==== AUSGEWÄHLTER TEXTAUSZUG ====

Anfang der 2000er Jahre trödelt ein junger Mann in Cleveland sich durch sein Leben – hier mal eine Dosis Heroin, da mal noch eine Line, dort ein Gelegenheitsjob, am anderen Tag mal eine Bank ausrauben: Er ist das amerikanische Sinnbild eines vergeudeten Lebens auf der schiefen Bahn. Und das, obwohl der Junge sogar mal ganz brav im Dienste der US Army stand, was für Amerikaner gleichbedeutend mit Disziplin, Ehre und Nationalstolz ist. Wie geriet er, der Unbekannte, also ins Kreuzfeuer des Lebens?
Zunächst muss man das Buch ganz eindeutig mit „die USA und ihre gesellschaftlichen Eigenheiten“ im Hinterkopf lesen. Denn Nico Walker schreibt frei vom Fleck weg – direkt, offen, ist nicht auf Komplimente aus. Man bekommt quasi Gedanken in Reinform mit, die nicht geschönt und auch nicht anders künstlich verändert werden: Straftaten werden beispielsweise völlig lapidar erzählt, die emotionale Distanz des Erzählers zu seiner Umwelt ist offensichtlich. Obwohl angeblich nicht im Geringsten autobiographisch inspiriert, könnte einiges davon tatsächlich seinen Ursprung in der Realität haben: Der Autor ist aktuell noch im Gefängnis. In „seinem“ Buch zeichnet er das Bild eines Menschen, der in seiner Jugend eigentlich alles hatte und damit die besten Voraussetzungen, ein gesellschaftlich anerkanntes Mittelschichtleben zu führen.

==== DATENAUSZUG ====

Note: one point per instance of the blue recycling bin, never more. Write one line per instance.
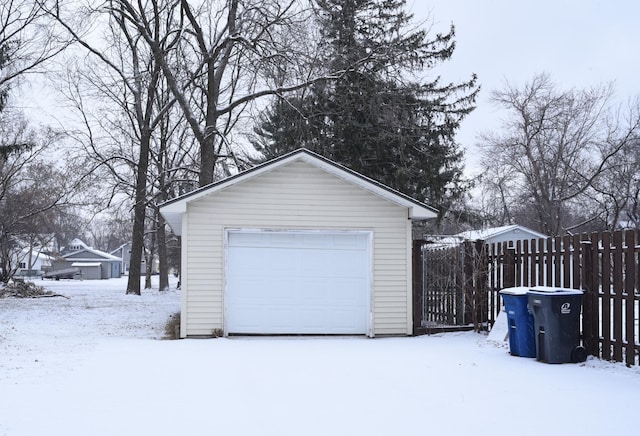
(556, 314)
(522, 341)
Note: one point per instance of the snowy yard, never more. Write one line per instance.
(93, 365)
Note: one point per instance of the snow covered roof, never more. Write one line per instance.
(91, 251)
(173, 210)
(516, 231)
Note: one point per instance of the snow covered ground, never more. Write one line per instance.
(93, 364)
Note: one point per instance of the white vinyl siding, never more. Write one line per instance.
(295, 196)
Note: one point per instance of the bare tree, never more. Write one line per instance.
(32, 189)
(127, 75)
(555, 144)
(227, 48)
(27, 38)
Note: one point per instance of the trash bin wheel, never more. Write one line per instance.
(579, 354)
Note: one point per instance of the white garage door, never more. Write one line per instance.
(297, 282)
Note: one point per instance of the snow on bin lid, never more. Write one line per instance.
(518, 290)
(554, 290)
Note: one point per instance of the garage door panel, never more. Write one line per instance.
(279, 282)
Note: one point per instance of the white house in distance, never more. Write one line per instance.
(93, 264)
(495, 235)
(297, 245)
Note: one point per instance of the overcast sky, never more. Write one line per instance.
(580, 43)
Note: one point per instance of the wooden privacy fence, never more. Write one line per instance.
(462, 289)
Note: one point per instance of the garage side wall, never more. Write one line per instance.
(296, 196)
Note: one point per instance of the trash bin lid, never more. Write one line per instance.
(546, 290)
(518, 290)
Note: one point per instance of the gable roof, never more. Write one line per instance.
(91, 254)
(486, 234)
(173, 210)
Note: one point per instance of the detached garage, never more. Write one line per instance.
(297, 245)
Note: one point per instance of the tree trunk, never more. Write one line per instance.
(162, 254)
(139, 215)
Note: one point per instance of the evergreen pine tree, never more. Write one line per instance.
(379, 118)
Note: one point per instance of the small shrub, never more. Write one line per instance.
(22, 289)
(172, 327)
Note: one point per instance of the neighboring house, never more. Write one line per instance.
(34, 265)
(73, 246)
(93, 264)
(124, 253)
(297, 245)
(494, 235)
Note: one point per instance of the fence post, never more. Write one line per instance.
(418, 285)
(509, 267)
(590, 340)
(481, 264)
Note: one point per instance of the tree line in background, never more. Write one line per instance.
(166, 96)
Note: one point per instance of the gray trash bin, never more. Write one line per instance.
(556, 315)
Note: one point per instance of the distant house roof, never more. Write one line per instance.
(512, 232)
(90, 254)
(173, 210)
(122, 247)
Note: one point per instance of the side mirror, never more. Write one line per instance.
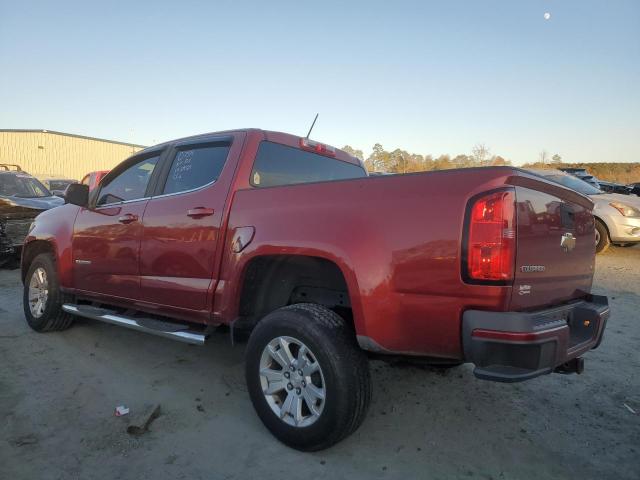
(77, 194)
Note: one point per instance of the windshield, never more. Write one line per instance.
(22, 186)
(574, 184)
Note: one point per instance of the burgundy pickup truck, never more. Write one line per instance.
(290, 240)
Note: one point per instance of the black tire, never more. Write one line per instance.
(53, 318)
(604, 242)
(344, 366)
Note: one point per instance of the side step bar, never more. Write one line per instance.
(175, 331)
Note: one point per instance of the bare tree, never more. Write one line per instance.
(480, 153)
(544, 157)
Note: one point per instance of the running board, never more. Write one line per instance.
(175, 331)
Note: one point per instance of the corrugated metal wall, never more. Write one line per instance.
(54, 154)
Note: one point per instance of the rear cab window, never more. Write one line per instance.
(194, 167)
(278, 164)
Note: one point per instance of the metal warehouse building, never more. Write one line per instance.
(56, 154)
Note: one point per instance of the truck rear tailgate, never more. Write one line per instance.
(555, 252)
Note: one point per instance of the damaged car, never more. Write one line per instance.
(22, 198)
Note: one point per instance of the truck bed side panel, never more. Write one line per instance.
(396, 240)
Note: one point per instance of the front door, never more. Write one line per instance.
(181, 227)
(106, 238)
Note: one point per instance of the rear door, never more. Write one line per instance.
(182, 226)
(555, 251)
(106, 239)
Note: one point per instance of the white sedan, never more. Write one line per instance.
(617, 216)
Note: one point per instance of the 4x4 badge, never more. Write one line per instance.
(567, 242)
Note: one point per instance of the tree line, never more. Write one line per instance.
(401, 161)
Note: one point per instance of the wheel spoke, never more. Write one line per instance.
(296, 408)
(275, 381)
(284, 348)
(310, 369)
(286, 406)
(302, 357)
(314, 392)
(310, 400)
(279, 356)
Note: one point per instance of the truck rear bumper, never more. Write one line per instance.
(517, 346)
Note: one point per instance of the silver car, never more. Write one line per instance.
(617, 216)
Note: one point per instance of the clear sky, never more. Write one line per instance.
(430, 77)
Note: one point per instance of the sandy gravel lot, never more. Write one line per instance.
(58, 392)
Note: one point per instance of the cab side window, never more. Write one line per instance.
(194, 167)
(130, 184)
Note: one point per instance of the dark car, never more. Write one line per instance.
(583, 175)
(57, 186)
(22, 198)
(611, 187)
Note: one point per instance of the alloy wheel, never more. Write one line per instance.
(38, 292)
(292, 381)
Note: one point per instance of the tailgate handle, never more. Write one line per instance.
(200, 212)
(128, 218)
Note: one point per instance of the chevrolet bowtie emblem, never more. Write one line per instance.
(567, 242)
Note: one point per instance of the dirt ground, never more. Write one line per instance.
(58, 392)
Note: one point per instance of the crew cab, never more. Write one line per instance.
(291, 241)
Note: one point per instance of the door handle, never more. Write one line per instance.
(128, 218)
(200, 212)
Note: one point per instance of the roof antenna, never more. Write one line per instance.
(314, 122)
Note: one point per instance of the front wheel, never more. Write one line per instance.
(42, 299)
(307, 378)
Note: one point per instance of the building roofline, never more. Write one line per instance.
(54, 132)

====

### ÜBUNGSAUFGABE 1
Wo befindet sich der Autor laut dem Textauszug derzeit?
### ÜBUNGSAUFGABE 2
Schreibe den Abschnitt aus dem Textauszug ab, der mit den Worten „Anfang der 2000er“ beginnt und mit „Kreuzfeuer des Lebens?“ schließt.

### MUSTERLÖSUNG 1
Der Autor ist derzeit noch im Gefängnis.

### MUSTERLÖSUNG 2
Anfang der 2000er Jahre trödelt ein junger Mann in Cleveland sich durch sein Leben – hier mal eine Dosis Heroin, da mal noch eine Line, dort ein Gelegenheitsjob, am anderen Tag mal eine Bank ausrauben: Er ist das amerikanische Sinnbild eines vergeudeten Lebens auf der schiefen Bahn. Und das, obwohl der Junge sogar mal ganz brav im Dienste der US Army stand, was für Amerikaner gleichbedeutend mit Disziplin, Ehre und Nationalstolz ist. Wie geriet er, der Unbekannte, also ins Kreuzfeuer des Lebens?